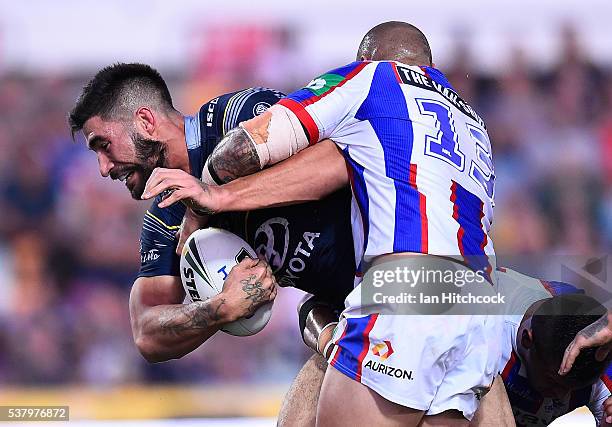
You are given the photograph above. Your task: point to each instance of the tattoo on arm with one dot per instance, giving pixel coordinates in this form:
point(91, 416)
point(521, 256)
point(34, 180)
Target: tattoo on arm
point(596, 327)
point(190, 317)
point(200, 210)
point(254, 291)
point(235, 156)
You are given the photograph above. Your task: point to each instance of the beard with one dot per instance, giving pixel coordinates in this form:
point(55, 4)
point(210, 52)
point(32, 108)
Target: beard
point(150, 154)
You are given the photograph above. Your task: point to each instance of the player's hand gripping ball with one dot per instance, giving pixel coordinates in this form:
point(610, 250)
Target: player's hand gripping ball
point(208, 257)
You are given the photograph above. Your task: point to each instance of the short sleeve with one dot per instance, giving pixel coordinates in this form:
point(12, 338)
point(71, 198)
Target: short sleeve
point(331, 100)
point(602, 389)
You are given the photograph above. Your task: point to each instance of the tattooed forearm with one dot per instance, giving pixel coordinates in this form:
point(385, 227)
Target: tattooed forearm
point(233, 157)
point(197, 316)
point(255, 292)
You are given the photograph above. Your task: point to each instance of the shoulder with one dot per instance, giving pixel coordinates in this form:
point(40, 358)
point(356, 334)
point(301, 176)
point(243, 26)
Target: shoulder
point(228, 110)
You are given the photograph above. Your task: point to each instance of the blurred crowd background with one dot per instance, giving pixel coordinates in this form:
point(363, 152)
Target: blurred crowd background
point(69, 239)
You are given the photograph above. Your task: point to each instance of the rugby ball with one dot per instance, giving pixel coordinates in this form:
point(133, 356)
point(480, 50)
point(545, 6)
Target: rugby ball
point(207, 258)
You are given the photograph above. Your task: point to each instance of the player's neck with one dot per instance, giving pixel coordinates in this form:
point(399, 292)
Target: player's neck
point(173, 136)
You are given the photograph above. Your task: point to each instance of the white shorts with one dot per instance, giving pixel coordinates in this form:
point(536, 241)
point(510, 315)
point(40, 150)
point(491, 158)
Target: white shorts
point(432, 363)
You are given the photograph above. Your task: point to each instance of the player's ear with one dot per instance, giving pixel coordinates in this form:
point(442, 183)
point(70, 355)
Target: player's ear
point(527, 338)
point(145, 120)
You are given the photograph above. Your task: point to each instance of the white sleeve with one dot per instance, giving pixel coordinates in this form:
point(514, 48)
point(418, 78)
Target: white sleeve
point(331, 99)
point(599, 394)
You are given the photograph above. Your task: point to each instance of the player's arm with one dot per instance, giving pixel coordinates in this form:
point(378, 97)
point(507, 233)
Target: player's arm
point(165, 329)
point(305, 117)
point(598, 334)
point(317, 320)
point(600, 403)
point(310, 175)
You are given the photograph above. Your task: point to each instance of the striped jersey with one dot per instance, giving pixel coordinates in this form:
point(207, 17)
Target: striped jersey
point(418, 155)
point(529, 407)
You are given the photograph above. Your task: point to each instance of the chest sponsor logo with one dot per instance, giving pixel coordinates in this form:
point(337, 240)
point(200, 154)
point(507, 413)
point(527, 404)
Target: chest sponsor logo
point(260, 108)
point(148, 256)
point(210, 112)
point(272, 242)
point(383, 351)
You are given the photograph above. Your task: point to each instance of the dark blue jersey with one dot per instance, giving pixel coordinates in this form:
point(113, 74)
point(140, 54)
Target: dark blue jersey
point(309, 246)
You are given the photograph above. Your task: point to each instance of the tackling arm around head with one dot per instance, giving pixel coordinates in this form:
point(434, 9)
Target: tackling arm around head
point(309, 175)
point(265, 140)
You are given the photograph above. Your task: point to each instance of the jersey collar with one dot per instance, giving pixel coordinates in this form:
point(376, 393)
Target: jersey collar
point(192, 131)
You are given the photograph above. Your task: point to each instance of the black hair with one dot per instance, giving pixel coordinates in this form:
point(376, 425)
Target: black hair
point(555, 324)
point(114, 88)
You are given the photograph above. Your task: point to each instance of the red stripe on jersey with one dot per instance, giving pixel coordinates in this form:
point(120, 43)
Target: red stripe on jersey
point(509, 366)
point(304, 117)
point(366, 344)
point(339, 349)
point(422, 208)
point(607, 381)
point(485, 240)
point(461, 231)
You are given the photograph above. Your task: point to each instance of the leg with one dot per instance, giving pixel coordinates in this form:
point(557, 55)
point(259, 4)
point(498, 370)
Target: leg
point(345, 402)
point(495, 409)
point(299, 408)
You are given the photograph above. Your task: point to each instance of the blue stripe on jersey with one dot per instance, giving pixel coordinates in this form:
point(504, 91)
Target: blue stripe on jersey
point(437, 76)
point(607, 377)
point(351, 345)
point(468, 212)
point(305, 94)
point(385, 108)
point(361, 196)
point(561, 288)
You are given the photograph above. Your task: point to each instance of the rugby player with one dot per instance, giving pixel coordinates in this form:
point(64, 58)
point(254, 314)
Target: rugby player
point(540, 318)
point(543, 319)
point(422, 177)
point(128, 119)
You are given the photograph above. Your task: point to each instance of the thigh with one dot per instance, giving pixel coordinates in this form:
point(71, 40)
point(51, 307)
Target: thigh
point(346, 402)
point(495, 409)
point(299, 407)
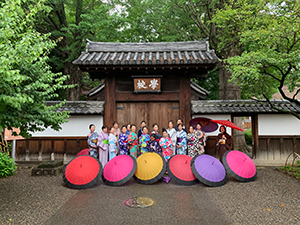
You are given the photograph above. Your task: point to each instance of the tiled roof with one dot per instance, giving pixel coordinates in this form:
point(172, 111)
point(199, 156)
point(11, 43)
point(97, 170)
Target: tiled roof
point(81, 107)
point(155, 53)
point(240, 106)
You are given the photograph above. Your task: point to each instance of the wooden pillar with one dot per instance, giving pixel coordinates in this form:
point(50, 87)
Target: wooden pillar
point(255, 143)
point(185, 100)
point(110, 100)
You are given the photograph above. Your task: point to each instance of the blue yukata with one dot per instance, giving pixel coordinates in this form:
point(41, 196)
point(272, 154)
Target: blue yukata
point(144, 138)
point(123, 143)
point(181, 140)
point(92, 142)
point(112, 143)
point(153, 146)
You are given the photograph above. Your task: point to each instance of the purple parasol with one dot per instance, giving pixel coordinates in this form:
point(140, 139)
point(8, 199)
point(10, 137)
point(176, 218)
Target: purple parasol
point(209, 170)
point(206, 124)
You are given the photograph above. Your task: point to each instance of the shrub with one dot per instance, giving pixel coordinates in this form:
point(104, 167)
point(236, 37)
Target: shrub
point(248, 136)
point(7, 165)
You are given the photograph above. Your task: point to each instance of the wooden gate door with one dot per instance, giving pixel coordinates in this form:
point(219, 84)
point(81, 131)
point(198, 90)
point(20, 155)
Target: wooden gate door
point(151, 112)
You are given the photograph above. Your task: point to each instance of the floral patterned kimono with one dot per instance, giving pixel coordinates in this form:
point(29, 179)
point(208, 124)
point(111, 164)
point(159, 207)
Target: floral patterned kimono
point(192, 144)
point(112, 141)
point(144, 138)
point(123, 144)
point(153, 146)
point(133, 144)
point(201, 142)
point(181, 140)
point(103, 150)
point(92, 141)
point(167, 146)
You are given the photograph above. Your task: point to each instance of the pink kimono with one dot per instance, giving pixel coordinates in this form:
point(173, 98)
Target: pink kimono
point(103, 150)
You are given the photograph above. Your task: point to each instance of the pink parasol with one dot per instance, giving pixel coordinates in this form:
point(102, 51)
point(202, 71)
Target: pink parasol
point(83, 152)
point(239, 165)
point(227, 124)
point(119, 170)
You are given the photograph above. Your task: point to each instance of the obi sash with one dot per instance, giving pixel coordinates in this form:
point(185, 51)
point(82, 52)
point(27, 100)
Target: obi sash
point(179, 139)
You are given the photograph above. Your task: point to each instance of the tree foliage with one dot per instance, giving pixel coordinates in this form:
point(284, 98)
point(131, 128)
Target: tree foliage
point(26, 80)
point(271, 42)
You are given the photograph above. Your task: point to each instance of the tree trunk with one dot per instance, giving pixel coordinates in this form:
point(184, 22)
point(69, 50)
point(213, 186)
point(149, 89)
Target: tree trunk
point(75, 77)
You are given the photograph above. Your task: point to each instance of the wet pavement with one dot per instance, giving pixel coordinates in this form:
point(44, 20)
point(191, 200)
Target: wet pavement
point(175, 204)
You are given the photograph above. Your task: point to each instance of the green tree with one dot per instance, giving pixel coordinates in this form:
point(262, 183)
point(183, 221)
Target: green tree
point(271, 41)
point(75, 21)
point(26, 81)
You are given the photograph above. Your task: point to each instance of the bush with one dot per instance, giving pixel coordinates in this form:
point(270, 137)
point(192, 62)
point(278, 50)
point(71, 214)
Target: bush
point(7, 165)
point(248, 136)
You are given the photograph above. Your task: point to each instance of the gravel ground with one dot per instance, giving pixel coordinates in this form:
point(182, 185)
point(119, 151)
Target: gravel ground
point(273, 198)
point(31, 200)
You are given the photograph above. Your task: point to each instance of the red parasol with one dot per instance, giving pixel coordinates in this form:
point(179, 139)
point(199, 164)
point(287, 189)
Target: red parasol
point(227, 124)
point(82, 172)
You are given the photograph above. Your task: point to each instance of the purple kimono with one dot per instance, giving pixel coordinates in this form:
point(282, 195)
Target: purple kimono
point(103, 150)
point(123, 144)
point(153, 146)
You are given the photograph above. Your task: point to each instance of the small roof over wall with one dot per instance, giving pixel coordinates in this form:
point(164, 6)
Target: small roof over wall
point(103, 54)
point(81, 107)
point(242, 107)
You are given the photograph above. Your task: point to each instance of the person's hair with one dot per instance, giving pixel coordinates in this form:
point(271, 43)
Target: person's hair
point(171, 121)
point(224, 128)
point(153, 135)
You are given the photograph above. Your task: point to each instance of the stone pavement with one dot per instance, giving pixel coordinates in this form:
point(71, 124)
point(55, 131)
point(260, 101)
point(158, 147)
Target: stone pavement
point(175, 204)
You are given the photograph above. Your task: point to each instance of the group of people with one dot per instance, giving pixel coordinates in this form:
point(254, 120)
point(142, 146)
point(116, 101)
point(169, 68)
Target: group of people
point(114, 141)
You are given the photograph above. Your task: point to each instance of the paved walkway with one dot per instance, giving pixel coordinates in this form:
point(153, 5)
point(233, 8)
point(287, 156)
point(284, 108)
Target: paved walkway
point(274, 198)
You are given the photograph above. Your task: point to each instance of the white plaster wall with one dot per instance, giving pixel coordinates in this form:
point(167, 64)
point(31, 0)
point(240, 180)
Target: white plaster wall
point(77, 126)
point(278, 124)
point(216, 117)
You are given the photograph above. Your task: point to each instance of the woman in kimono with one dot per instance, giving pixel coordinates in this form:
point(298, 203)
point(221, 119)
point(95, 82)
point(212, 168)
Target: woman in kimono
point(133, 142)
point(167, 145)
point(143, 140)
point(128, 129)
point(112, 142)
point(201, 136)
point(123, 142)
point(172, 134)
point(92, 141)
point(153, 145)
point(223, 142)
point(192, 142)
point(156, 132)
point(181, 144)
point(117, 129)
point(103, 144)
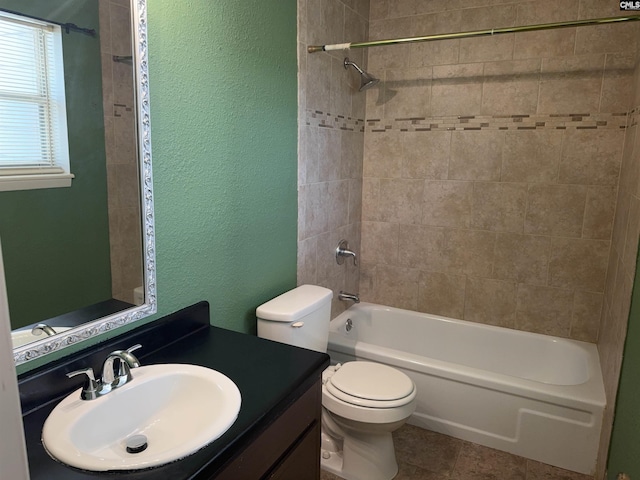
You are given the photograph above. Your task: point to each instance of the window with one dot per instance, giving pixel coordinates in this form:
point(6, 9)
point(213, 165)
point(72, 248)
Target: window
point(34, 149)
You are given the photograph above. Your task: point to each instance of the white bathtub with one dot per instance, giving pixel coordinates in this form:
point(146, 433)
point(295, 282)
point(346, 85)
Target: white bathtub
point(533, 395)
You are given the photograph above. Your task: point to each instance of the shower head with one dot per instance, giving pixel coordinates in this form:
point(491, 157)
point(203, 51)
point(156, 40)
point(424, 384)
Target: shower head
point(366, 79)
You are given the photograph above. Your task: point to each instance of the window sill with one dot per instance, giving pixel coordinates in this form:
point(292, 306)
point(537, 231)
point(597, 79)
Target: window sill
point(33, 182)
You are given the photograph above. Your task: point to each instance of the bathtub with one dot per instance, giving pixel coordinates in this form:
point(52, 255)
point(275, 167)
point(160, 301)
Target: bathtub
point(537, 396)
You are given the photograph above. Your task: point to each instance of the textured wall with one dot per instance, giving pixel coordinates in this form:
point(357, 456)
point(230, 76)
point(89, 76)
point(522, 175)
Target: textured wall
point(223, 102)
point(330, 130)
point(491, 165)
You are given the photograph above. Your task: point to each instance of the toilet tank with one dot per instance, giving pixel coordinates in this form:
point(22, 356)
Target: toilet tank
point(298, 317)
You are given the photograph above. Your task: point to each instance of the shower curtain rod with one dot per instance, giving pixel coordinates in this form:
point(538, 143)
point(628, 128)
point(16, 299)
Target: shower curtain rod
point(476, 33)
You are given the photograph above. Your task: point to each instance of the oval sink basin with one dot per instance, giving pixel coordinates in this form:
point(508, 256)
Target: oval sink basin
point(178, 408)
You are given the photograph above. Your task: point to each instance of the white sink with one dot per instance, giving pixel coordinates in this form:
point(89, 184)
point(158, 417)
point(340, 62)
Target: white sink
point(22, 337)
point(178, 408)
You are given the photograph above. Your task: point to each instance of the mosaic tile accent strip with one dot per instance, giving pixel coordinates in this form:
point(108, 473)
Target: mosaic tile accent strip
point(316, 118)
point(500, 122)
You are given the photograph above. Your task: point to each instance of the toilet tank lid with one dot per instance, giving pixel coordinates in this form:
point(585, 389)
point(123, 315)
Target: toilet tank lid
point(294, 304)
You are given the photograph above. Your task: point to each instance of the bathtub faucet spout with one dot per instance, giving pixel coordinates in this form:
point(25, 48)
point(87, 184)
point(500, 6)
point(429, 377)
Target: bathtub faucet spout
point(354, 297)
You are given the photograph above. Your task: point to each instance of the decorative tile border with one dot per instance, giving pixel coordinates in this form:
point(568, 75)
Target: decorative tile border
point(500, 122)
point(579, 121)
point(316, 118)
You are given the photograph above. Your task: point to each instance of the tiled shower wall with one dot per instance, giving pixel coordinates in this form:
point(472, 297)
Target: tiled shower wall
point(491, 165)
point(622, 264)
point(120, 143)
point(331, 136)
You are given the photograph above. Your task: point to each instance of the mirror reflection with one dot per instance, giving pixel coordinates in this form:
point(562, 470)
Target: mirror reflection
point(74, 254)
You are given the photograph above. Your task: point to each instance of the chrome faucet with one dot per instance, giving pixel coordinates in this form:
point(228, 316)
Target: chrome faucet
point(123, 360)
point(353, 297)
point(42, 327)
point(342, 251)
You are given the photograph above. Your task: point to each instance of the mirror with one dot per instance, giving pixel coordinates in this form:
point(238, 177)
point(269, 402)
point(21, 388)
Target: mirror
point(81, 259)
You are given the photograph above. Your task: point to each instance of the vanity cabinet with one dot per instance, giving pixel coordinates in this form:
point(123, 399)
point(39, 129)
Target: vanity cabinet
point(289, 448)
point(276, 434)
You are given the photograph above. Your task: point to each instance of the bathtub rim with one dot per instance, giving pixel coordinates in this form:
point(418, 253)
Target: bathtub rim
point(587, 395)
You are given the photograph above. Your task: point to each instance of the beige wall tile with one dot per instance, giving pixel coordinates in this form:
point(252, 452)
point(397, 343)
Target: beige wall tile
point(591, 157)
point(437, 6)
point(487, 49)
point(599, 212)
point(522, 258)
point(441, 294)
point(510, 87)
point(531, 156)
point(329, 154)
point(355, 201)
point(313, 217)
point(447, 203)
point(555, 209)
point(469, 252)
point(379, 243)
point(630, 168)
point(620, 222)
point(426, 154)
point(378, 10)
point(499, 206)
point(476, 155)
point(544, 310)
point(421, 247)
point(338, 203)
point(397, 286)
point(550, 43)
point(370, 199)
point(325, 22)
point(547, 11)
point(412, 87)
point(401, 200)
point(440, 52)
point(606, 38)
point(457, 89)
point(585, 319)
point(491, 302)
point(488, 17)
point(367, 284)
point(307, 261)
point(617, 83)
point(383, 155)
point(571, 84)
point(630, 253)
point(318, 82)
point(578, 263)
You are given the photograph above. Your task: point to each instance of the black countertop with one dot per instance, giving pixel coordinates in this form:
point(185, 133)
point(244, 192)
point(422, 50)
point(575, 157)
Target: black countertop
point(269, 375)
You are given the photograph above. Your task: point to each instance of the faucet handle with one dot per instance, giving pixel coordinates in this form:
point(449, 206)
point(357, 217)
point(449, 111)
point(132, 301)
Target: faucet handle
point(126, 361)
point(90, 388)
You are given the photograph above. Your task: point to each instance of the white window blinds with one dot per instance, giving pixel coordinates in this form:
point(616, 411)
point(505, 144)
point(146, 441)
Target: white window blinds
point(33, 125)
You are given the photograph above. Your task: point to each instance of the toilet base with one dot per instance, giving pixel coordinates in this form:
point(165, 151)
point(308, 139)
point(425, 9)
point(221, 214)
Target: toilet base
point(360, 457)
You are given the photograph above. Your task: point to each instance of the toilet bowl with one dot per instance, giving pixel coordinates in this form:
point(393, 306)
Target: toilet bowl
point(362, 402)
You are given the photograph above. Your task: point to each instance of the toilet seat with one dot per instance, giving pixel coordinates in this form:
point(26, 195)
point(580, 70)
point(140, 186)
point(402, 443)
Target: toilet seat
point(368, 384)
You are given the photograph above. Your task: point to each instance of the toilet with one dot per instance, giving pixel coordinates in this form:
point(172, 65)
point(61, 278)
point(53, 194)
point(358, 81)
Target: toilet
point(362, 402)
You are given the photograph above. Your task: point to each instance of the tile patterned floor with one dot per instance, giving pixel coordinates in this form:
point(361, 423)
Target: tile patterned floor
point(425, 455)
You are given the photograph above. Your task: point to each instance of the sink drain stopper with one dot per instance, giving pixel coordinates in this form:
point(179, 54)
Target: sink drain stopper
point(136, 443)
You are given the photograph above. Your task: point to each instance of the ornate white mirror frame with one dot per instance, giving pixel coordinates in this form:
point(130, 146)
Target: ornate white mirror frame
point(99, 326)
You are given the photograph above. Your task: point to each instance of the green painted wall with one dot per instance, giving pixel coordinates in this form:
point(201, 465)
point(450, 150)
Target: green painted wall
point(223, 114)
point(56, 241)
point(624, 450)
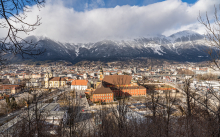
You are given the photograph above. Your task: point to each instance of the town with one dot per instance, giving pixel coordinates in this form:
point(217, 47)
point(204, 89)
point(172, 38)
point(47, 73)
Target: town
point(53, 90)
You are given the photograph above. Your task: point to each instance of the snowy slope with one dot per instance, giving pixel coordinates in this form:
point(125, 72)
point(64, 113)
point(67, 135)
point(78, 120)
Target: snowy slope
point(181, 46)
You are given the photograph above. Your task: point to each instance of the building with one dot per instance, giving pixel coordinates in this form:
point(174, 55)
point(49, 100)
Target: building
point(122, 85)
point(54, 82)
point(12, 88)
point(79, 84)
point(101, 74)
point(103, 94)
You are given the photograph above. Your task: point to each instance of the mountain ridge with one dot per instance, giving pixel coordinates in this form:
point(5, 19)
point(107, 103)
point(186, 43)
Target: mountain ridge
point(181, 46)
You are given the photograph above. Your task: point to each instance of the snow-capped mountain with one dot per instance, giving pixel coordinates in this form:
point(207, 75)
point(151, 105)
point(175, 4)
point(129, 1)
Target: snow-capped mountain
point(181, 46)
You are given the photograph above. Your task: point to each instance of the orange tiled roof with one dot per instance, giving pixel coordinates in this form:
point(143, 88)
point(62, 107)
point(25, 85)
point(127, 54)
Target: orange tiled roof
point(57, 79)
point(79, 82)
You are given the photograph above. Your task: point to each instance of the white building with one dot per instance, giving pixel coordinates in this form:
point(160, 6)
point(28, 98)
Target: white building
point(79, 84)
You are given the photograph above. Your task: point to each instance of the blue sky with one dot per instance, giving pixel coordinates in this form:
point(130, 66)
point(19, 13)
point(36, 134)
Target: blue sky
point(77, 21)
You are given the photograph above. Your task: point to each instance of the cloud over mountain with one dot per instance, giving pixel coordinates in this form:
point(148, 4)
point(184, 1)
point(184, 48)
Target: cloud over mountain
point(62, 23)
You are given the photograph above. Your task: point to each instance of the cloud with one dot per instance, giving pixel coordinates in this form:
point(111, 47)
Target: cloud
point(65, 24)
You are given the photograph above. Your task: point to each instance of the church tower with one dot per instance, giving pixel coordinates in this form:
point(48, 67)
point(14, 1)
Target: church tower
point(46, 79)
point(51, 73)
point(101, 74)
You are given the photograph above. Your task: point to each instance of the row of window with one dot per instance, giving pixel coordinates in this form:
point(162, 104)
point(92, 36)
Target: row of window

########################################

What is expected: Set down, unchanged, the line that contains "the cloud with" together with every later line in the records, through the last one.

Reply to the task:
You are given the photograph above. Your task: point to each instance of the cloud with one dot per instance, giving pixel coordinates in this form:
point(111, 47)
Target: cloud
point(65, 24)
You are given the photograph above. Your task: point to each instance of the church tower with one dot per instance, giving pixel coordinates in this form:
point(48, 67)
point(14, 1)
Target: church tower
point(46, 79)
point(51, 73)
point(101, 74)
You are given the photograph above. Your task: point to each instance of the row of window with one dot per instance, giving pixel coordinates in this form:
point(162, 104)
point(92, 36)
Target: row of window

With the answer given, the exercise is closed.